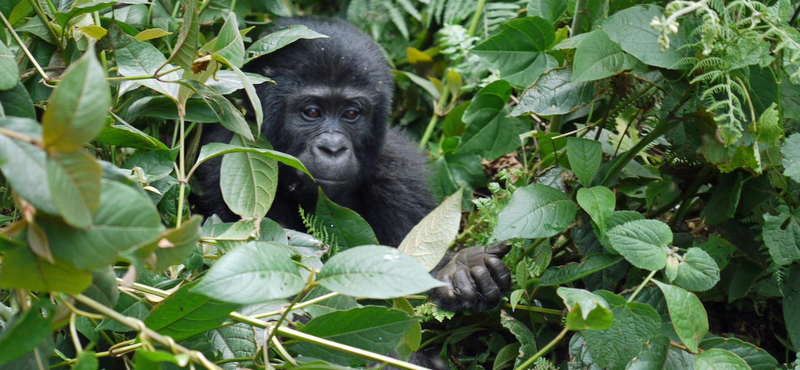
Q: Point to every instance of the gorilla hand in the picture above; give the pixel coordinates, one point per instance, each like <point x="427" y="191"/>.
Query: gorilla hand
<point x="476" y="278"/>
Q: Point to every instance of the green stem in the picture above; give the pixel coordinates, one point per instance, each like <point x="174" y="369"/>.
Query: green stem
<point x="546" y="348"/>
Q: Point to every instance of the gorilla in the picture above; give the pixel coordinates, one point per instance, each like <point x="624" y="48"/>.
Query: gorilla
<point x="330" y="107"/>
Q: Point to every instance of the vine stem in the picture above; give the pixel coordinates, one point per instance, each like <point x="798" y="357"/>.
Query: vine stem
<point x="546" y="348"/>
<point x="139" y="326"/>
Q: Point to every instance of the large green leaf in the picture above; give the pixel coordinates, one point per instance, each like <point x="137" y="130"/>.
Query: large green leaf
<point x="372" y="328"/>
<point x="9" y="73"/>
<point x="280" y="38"/>
<point x="260" y="271"/>
<point x="642" y="242"/>
<point x="186" y="313"/>
<point x="248" y="180"/>
<point x="427" y="242"/>
<point x="375" y="271"/>
<point x="554" y="94"/>
<point x="598" y="57"/>
<point x="124" y="219"/>
<point x="535" y="211"/>
<point x="489" y="131"/>
<point x="518" y="51"/>
<point x="74" y="180"/>
<point x="631" y="29"/>
<point x="687" y="313"/>
<point x="77" y="109"/>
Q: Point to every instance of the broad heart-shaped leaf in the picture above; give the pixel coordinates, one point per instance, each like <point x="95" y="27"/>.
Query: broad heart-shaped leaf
<point x="229" y="44"/>
<point x="518" y="51"/>
<point x="631" y="29"/>
<point x="634" y="324"/>
<point x="260" y="271"/>
<point x="719" y="359"/>
<point x="24" y="270"/>
<point x="688" y="315"/>
<point x="248" y="180"/>
<point x="371" y="328"/>
<point x="791" y="157"/>
<point x="213" y="150"/>
<point x="697" y="272"/>
<point x="77" y="109"/>
<point x="586" y="310"/>
<point x="347" y="227"/>
<point x="554" y="94"/>
<point x="598" y="57"/>
<point x="782" y="235"/>
<point x="756" y="358"/>
<point x="280" y="38"/>
<point x="23" y="165"/>
<point x="585" y="157"/>
<point x="551" y="10"/>
<point x="22" y="334"/>
<point x="375" y="271"/>
<point x="143" y="59"/>
<point x="535" y="211"/>
<point x="489" y="132"/>
<point x="9" y="74"/>
<point x="186" y="313"/>
<point x="124" y="219"/>
<point x="642" y="242"/>
<point x="427" y="242"/>
<point x="74" y="180"/>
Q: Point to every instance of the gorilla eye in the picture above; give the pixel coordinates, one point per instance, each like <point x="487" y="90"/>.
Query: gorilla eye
<point x="351" y="114"/>
<point x="312" y="113"/>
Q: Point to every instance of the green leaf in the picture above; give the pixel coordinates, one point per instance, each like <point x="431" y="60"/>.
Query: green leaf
<point x="782" y="235"/>
<point x="22" y="334"/>
<point x="535" y="211"/>
<point x="791" y="157"/>
<point x="564" y="274"/>
<point x="280" y="38"/>
<point x="24" y="270"/>
<point x="428" y="241"/>
<point x="634" y="324"/>
<point x="74" y="180"/>
<point x="124" y="219"/>
<point x="185" y="313"/>
<point x="213" y="150"/>
<point x="719" y="359"/>
<point x="371" y="328"/>
<point x="518" y="51"/>
<point x="756" y="358"/>
<point x="248" y="180"/>
<point x="260" y="271"/>
<point x="346" y="226"/>
<point x="555" y="94"/>
<point x="687" y="313"/>
<point x="551" y="10"/>
<point x="77" y="109"/>
<point x="697" y="272"/>
<point x="630" y="28"/>
<point x="598" y="57"/>
<point x="9" y="73"/>
<point x="642" y="242"/>
<point x="489" y="132"/>
<point x="375" y="272"/>
<point x="585" y="157"/>
<point x="586" y="310"/>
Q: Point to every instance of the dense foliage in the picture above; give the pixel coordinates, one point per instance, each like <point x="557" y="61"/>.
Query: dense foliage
<point x="643" y="158"/>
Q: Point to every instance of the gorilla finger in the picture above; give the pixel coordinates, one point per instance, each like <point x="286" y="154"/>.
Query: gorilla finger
<point x="500" y="272"/>
<point x="499" y="249"/>
<point x="446" y="293"/>
<point x="483" y="279"/>
<point x="465" y="288"/>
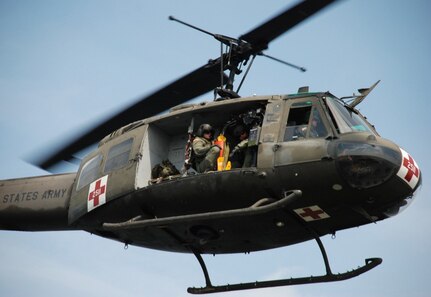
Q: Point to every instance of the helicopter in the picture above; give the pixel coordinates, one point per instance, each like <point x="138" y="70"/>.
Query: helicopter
<point x="350" y="160"/>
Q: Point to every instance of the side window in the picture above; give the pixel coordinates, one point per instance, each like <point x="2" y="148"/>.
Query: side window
<point x="304" y="122"/>
<point x="89" y="172"/>
<point x="118" y="155"/>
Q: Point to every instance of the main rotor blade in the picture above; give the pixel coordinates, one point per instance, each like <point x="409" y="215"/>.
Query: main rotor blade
<point x="198" y="82"/>
<point x="261" y="36"/>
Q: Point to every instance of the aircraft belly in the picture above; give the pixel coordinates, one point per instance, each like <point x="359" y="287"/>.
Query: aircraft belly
<point x="330" y="205"/>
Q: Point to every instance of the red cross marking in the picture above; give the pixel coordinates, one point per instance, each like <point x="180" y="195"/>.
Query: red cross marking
<point x="98" y="190"/>
<point x="314" y="214"/>
<point x="411" y="168"/>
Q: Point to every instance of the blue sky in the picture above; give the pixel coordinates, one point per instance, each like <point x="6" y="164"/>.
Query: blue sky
<point x="67" y="64"/>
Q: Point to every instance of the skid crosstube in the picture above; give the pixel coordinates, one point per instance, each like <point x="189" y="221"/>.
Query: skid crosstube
<point x="369" y="264"/>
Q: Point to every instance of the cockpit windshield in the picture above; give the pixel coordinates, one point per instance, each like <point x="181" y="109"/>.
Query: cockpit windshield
<point x="346" y="119"/>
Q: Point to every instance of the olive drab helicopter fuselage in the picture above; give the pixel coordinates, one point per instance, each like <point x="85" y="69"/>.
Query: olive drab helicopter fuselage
<point x="317" y="167"/>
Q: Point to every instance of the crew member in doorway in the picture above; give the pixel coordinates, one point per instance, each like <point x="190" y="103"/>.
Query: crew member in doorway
<point x="241" y="155"/>
<point x="205" y="152"/>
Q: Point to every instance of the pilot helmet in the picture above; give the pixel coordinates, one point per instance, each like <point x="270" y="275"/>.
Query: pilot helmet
<point x="205" y="128"/>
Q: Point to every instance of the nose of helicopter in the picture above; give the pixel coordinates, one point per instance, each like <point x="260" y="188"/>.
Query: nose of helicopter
<point x="410" y="174"/>
<point x="370" y="164"/>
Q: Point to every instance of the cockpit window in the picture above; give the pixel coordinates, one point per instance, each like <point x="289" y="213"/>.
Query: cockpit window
<point x="304" y="122"/>
<point x="89" y="172"/>
<point x="347" y="119"/>
<point x="118" y="155"/>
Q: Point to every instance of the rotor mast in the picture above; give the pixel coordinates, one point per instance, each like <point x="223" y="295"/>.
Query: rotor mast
<point x="238" y="51"/>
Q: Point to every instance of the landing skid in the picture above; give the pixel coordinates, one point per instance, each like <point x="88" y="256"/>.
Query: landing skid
<point x="328" y="277"/>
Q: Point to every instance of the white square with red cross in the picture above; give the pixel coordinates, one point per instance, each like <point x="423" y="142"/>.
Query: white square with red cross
<point x="97" y="193"/>
<point x="409" y="170"/>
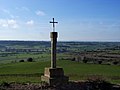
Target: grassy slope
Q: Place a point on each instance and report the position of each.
(75, 70)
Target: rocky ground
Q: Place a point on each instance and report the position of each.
(88, 85)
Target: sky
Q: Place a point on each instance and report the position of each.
(78, 20)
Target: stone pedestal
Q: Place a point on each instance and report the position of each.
(54, 76)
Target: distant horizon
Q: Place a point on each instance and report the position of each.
(59, 41)
(78, 20)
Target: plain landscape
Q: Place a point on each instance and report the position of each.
(24, 61)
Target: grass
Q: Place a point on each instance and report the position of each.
(75, 71)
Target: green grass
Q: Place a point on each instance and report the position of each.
(75, 71)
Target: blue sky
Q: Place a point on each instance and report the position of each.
(78, 20)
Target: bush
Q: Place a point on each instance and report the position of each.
(115, 62)
(30, 60)
(85, 61)
(21, 61)
(99, 62)
(98, 84)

* * * * * * *

- _YOUR GOAL_: Scan the records for the word "Target". Copy each line where it turns up.

- _SOLUTION TO THE EXERCISE_:
Target: grassy slope
Target: rocky ground
Target: sky
Target: stone pedestal
Target: distant horizon
Target: plain landscape
Target: grass
Target: green grass
Target: blue sky
Target: bush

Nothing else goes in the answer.